Work to be completed: What is needed is a word-for-word restatement of all the entries.

Supplied material:
◆ ◆ ◆ ◆ ◆

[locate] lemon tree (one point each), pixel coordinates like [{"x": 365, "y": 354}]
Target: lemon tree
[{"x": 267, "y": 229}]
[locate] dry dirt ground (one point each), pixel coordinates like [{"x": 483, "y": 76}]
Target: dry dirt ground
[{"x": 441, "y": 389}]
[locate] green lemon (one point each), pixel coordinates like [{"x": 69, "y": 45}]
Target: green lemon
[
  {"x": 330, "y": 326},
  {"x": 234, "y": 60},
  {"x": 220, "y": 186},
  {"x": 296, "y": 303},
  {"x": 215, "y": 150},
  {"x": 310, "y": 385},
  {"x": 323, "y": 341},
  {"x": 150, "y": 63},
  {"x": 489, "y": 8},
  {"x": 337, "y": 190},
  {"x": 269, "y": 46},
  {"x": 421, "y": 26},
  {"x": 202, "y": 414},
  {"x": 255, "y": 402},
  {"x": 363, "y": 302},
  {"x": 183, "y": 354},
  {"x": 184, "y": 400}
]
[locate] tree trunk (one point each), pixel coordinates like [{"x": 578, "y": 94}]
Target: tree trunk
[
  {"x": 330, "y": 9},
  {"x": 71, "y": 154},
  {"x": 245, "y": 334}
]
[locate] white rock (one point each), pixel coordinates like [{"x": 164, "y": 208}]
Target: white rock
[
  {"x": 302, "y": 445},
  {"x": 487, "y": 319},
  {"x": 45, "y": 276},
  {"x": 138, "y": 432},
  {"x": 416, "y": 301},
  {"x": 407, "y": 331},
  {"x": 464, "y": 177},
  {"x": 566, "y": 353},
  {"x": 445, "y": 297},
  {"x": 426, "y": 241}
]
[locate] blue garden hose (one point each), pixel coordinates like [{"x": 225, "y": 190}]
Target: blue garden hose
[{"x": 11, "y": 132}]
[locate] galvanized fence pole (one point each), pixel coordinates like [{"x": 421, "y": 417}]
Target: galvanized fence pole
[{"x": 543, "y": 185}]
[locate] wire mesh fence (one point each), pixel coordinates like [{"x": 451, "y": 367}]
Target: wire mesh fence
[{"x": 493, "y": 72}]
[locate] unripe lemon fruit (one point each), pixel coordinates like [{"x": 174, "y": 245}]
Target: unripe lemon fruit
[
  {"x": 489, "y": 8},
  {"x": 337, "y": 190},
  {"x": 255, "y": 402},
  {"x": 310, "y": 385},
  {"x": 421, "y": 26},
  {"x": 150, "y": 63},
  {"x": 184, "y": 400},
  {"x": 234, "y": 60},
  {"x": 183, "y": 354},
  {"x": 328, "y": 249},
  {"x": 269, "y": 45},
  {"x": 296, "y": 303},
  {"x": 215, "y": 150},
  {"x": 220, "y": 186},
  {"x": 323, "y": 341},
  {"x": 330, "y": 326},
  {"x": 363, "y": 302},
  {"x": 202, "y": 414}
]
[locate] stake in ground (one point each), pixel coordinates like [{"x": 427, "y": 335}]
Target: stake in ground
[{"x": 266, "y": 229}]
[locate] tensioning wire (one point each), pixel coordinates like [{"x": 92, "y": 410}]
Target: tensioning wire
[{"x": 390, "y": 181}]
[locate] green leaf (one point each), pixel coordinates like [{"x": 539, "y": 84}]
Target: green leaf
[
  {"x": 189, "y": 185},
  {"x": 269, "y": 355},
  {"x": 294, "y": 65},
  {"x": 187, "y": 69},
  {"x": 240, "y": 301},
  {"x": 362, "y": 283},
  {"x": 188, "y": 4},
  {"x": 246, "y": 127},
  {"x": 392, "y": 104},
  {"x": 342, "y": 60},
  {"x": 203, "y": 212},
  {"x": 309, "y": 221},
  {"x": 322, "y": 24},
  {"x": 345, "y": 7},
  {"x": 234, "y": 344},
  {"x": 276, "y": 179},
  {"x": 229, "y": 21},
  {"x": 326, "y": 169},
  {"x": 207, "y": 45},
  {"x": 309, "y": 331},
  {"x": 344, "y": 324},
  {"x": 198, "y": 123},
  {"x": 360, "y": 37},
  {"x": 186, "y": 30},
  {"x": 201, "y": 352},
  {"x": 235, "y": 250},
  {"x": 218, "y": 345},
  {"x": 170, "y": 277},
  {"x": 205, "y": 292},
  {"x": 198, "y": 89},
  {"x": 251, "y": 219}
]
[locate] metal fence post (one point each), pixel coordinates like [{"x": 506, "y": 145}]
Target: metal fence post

◆ ◆ ◆ ◆ ◆

Written reply:
[locate] lemon tree (one point each), pixel coordinates like [{"x": 365, "y": 354}]
Target: lemon tree
[{"x": 267, "y": 229}]
[locate] dry dirt ground (one point each), pixel coordinates like [{"x": 483, "y": 76}]
Target: dry dirt ground
[{"x": 441, "y": 389}]
[locate] green lemon (one point each), pixel coordinates like [{"x": 69, "y": 45}]
Target: green lemon
[
  {"x": 330, "y": 326},
  {"x": 234, "y": 60},
  {"x": 220, "y": 186},
  {"x": 296, "y": 303},
  {"x": 215, "y": 150},
  {"x": 310, "y": 385},
  {"x": 323, "y": 341},
  {"x": 150, "y": 63},
  {"x": 489, "y": 8},
  {"x": 337, "y": 190},
  {"x": 269, "y": 46},
  {"x": 421, "y": 26},
  {"x": 202, "y": 414},
  {"x": 255, "y": 402},
  {"x": 363, "y": 302},
  {"x": 183, "y": 354},
  {"x": 184, "y": 400}
]
[locate] tree trunk (one point each), pixel coordinates like [{"x": 578, "y": 94}]
Target: tree trunk
[
  {"x": 330, "y": 9},
  {"x": 71, "y": 154},
  {"x": 245, "y": 334}
]
[locate] white rock (one point each), pixel coordinates like [{"x": 164, "y": 208}]
Target: white rock
[
  {"x": 302, "y": 445},
  {"x": 487, "y": 319},
  {"x": 45, "y": 276},
  {"x": 138, "y": 432},
  {"x": 416, "y": 301},
  {"x": 407, "y": 331},
  {"x": 464, "y": 177},
  {"x": 566, "y": 353},
  {"x": 445, "y": 297},
  {"x": 426, "y": 241}
]
[locate] blue garden hose (one point each), pixel coordinates like [{"x": 225, "y": 190}]
Target: blue garden hose
[{"x": 11, "y": 132}]
[locate] galvanized fence pole (one point each), pixel coordinates like [{"x": 421, "y": 417}]
Target: galvanized fence pole
[{"x": 543, "y": 185}]
[locate] wire mesh fence (one point each), pixel coordinates like [{"x": 451, "y": 367}]
Target: wire mesh fence
[{"x": 493, "y": 72}]
[locate] unripe lemon fruit (one point each), pixel coordinates like [{"x": 174, "y": 245}]
Target: unripe lemon fruit
[
  {"x": 489, "y": 8},
  {"x": 337, "y": 190},
  {"x": 255, "y": 402},
  {"x": 310, "y": 385},
  {"x": 421, "y": 26},
  {"x": 150, "y": 63},
  {"x": 184, "y": 400},
  {"x": 234, "y": 60},
  {"x": 183, "y": 354},
  {"x": 328, "y": 249},
  {"x": 269, "y": 45},
  {"x": 296, "y": 303},
  {"x": 215, "y": 150},
  {"x": 220, "y": 186},
  {"x": 323, "y": 341},
  {"x": 330, "y": 326},
  {"x": 363, "y": 302},
  {"x": 202, "y": 414}
]
[locate] stake in ground (one point each), pixel coordinates like [{"x": 427, "y": 335}]
Target: stake in ground
[{"x": 266, "y": 229}]
[locate] tensioning wire (one point each), pixel coordinates like [{"x": 92, "y": 410}]
Target: tensioning wire
[{"x": 390, "y": 181}]
[locate] green leaf (one point each), pixel coordinates like [{"x": 539, "y": 84}]
Target: green leaf
[
  {"x": 189, "y": 185},
  {"x": 269, "y": 355},
  {"x": 294, "y": 65},
  {"x": 187, "y": 69},
  {"x": 240, "y": 301},
  {"x": 362, "y": 283},
  {"x": 188, "y": 4},
  {"x": 246, "y": 127},
  {"x": 392, "y": 104},
  {"x": 342, "y": 60},
  {"x": 203, "y": 212},
  {"x": 309, "y": 221},
  {"x": 322, "y": 24},
  {"x": 345, "y": 7},
  {"x": 234, "y": 344},
  {"x": 276, "y": 179},
  {"x": 229, "y": 21},
  {"x": 326, "y": 169},
  {"x": 207, "y": 45},
  {"x": 309, "y": 331},
  {"x": 344, "y": 324},
  {"x": 198, "y": 123},
  {"x": 360, "y": 37},
  {"x": 186, "y": 30},
  {"x": 201, "y": 352},
  {"x": 235, "y": 250},
  {"x": 218, "y": 345},
  {"x": 170, "y": 277},
  {"x": 205, "y": 292},
  {"x": 198, "y": 89},
  {"x": 251, "y": 219}
]
[locate] metal fence post (one point each), pixel coordinates like [{"x": 506, "y": 145}]
Target: metal fence post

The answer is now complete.